start EXERCISE MATERIALS
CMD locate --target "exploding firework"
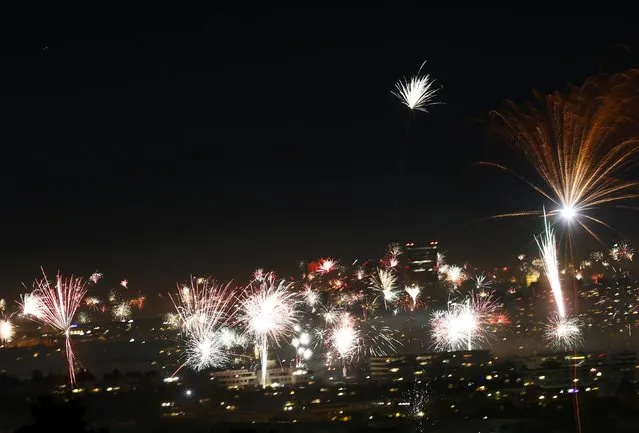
[384,243,402,269]
[391,62,439,112]
[317,259,338,274]
[162,313,180,328]
[78,311,91,325]
[610,242,635,262]
[439,265,466,289]
[238,272,298,387]
[89,271,103,284]
[371,269,398,309]
[84,296,102,311]
[404,284,422,311]
[23,270,87,385]
[473,274,493,291]
[0,318,16,343]
[129,295,146,310]
[324,312,399,376]
[544,315,583,350]
[111,301,132,322]
[19,293,42,319]
[302,285,320,313]
[489,70,639,237]
[171,279,235,371]
[328,313,360,362]
[431,293,496,351]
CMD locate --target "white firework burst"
[544,314,583,350]
[371,269,398,309]
[237,272,299,387]
[391,62,439,112]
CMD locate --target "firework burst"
[371,269,397,309]
[431,293,496,351]
[238,272,298,387]
[23,270,87,386]
[89,271,103,284]
[18,292,42,319]
[404,284,422,311]
[111,301,132,322]
[544,315,583,350]
[488,70,639,237]
[391,62,439,113]
[0,318,16,343]
[171,278,235,371]
[535,215,566,318]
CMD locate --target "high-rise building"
[402,242,437,286]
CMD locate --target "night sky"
[0,5,639,296]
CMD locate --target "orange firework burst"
[485,70,639,237]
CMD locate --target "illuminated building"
[402,242,437,286]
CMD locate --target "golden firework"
[488,70,639,236]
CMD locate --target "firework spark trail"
[371,269,397,309]
[237,272,299,388]
[0,318,16,343]
[544,315,583,350]
[391,62,439,113]
[111,301,132,322]
[170,278,235,374]
[431,293,496,351]
[89,271,103,284]
[404,284,422,311]
[18,293,42,319]
[487,70,639,237]
[323,312,400,376]
[28,270,87,386]
[535,219,566,319]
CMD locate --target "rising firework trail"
[535,214,582,350]
[371,269,397,309]
[391,62,439,113]
[431,293,496,351]
[238,272,299,388]
[23,270,87,386]
[486,70,639,238]
[391,61,440,223]
[544,314,583,350]
[535,218,566,318]
[168,278,235,374]
[0,317,16,343]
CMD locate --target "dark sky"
[0,5,639,295]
end EXERCISE MATERIALS
AIM OF THE TASK:
Reproduce every one of the rows above word for word, leaving the picture out of your answer.

WRITTEN SOLUTION:
CMD locate --target "exploding firework"
[384,243,402,269]
[391,62,439,112]
[317,259,338,274]
[162,313,180,328]
[78,311,91,325]
[610,242,635,262]
[439,265,466,289]
[238,272,298,387]
[89,271,103,284]
[371,269,398,309]
[84,296,102,311]
[404,284,422,311]
[23,270,87,385]
[473,274,493,291]
[0,318,16,343]
[129,295,146,310]
[324,312,399,376]
[544,315,583,350]
[111,301,132,322]
[19,293,42,319]
[302,285,320,313]
[489,70,639,237]
[171,279,235,371]
[328,313,360,362]
[431,293,496,351]
CMD locate --target "white firework burst"
[544,314,583,350]
[371,269,398,309]
[237,272,299,387]
[391,62,439,112]
CMD locate --target "firework burst"
[371,269,397,309]
[431,293,496,351]
[238,272,298,387]
[23,270,87,386]
[89,271,103,284]
[18,292,42,319]
[404,284,422,311]
[111,301,132,322]
[544,315,583,350]
[488,70,639,237]
[391,62,439,113]
[0,318,16,343]
[171,278,235,371]
[535,215,566,318]
CMD locate --target "high-rise building"
[402,242,437,286]
CMD locate --target "night sky"
[0,5,639,296]
CMD locate --target "orange firework burst"
[485,70,639,237]
CMD locate --target "illuminated building"
[402,242,437,286]
CMD locate --target "golden firework"
[488,70,639,236]
CMD locate --target "firework spark trail"
[371,269,397,309]
[237,272,299,388]
[0,318,16,343]
[544,315,583,350]
[391,62,439,113]
[111,301,132,322]
[170,278,235,374]
[431,293,496,351]
[89,271,103,284]
[404,284,422,311]
[18,293,42,319]
[487,70,639,237]
[323,312,400,376]
[28,270,87,386]
[535,219,566,319]
CMD locate --target "rising firework trail"
[535,214,582,350]
[371,269,397,309]
[391,62,439,113]
[431,293,496,351]
[238,272,299,388]
[23,270,87,386]
[486,70,639,238]
[391,61,440,223]
[544,314,583,350]
[535,218,566,318]
[168,278,235,374]
[0,317,16,343]
CMD locate --target "dark sky"
[0,5,639,295]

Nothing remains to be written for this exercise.